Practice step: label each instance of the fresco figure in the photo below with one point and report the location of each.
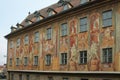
(94, 42)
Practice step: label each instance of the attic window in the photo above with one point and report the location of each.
(65, 7)
(51, 11)
(28, 22)
(83, 1)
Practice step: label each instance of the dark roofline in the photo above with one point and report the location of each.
(53, 16)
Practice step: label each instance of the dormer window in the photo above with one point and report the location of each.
(66, 4)
(19, 26)
(38, 16)
(51, 12)
(83, 1)
(28, 22)
(65, 7)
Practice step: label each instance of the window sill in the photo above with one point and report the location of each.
(107, 26)
(82, 31)
(82, 63)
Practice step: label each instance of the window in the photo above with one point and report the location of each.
(50, 78)
(10, 62)
(17, 61)
(50, 13)
(20, 77)
(84, 79)
(18, 42)
(48, 59)
(64, 29)
(83, 24)
(36, 37)
(65, 7)
(12, 76)
(83, 57)
(25, 61)
(83, 1)
(49, 33)
(107, 18)
(107, 55)
(63, 58)
(65, 78)
(35, 60)
(11, 44)
(26, 40)
(27, 77)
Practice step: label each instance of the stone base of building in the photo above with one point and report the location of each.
(62, 75)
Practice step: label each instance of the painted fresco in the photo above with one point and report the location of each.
(94, 51)
(73, 44)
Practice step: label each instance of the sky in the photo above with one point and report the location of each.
(13, 12)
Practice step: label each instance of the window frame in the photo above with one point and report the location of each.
(107, 19)
(64, 29)
(11, 43)
(83, 58)
(83, 26)
(107, 57)
(26, 39)
(25, 61)
(17, 61)
(18, 42)
(83, 1)
(48, 59)
(27, 77)
(10, 63)
(36, 37)
(36, 60)
(49, 33)
(63, 59)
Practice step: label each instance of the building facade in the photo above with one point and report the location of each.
(69, 40)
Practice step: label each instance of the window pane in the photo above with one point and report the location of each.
(107, 18)
(36, 37)
(83, 24)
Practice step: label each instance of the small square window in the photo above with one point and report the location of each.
(48, 59)
(83, 24)
(35, 60)
(64, 29)
(36, 37)
(83, 57)
(49, 33)
(107, 18)
(26, 39)
(107, 55)
(63, 58)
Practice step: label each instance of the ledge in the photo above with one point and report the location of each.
(67, 72)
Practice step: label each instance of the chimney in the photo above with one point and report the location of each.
(13, 28)
(19, 26)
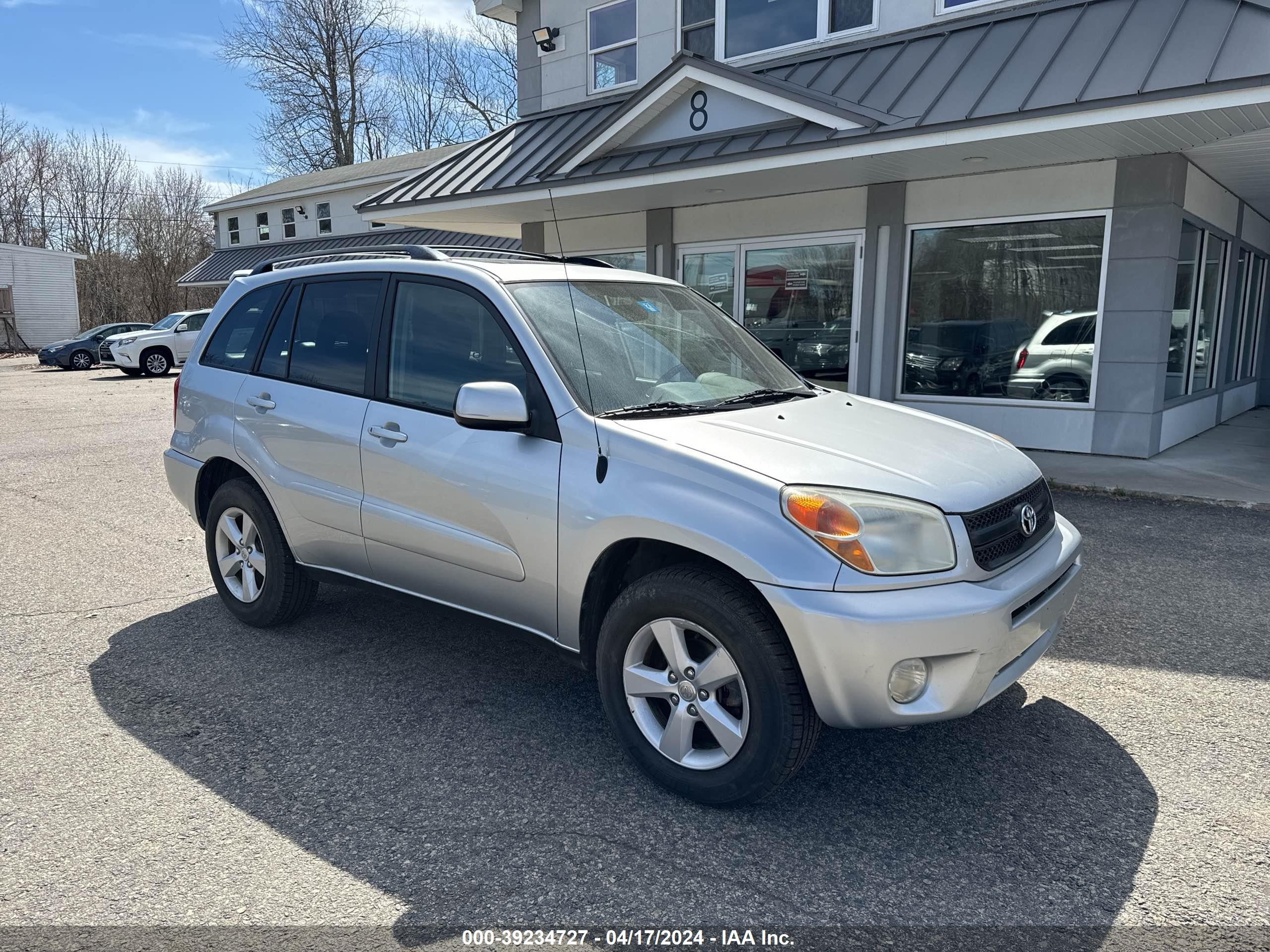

■ ■ ■ ■ ■ ■ ■

- Task objective -
From the items above, extract each line that contains the word "building" and reproduce it unchanged.

- Written answer -
Practice step: label each instance of the stone base of building in the photo above with one point and report the location of each.
Practice step: label each instance of the building facade in the photo above with one point and report the location of each.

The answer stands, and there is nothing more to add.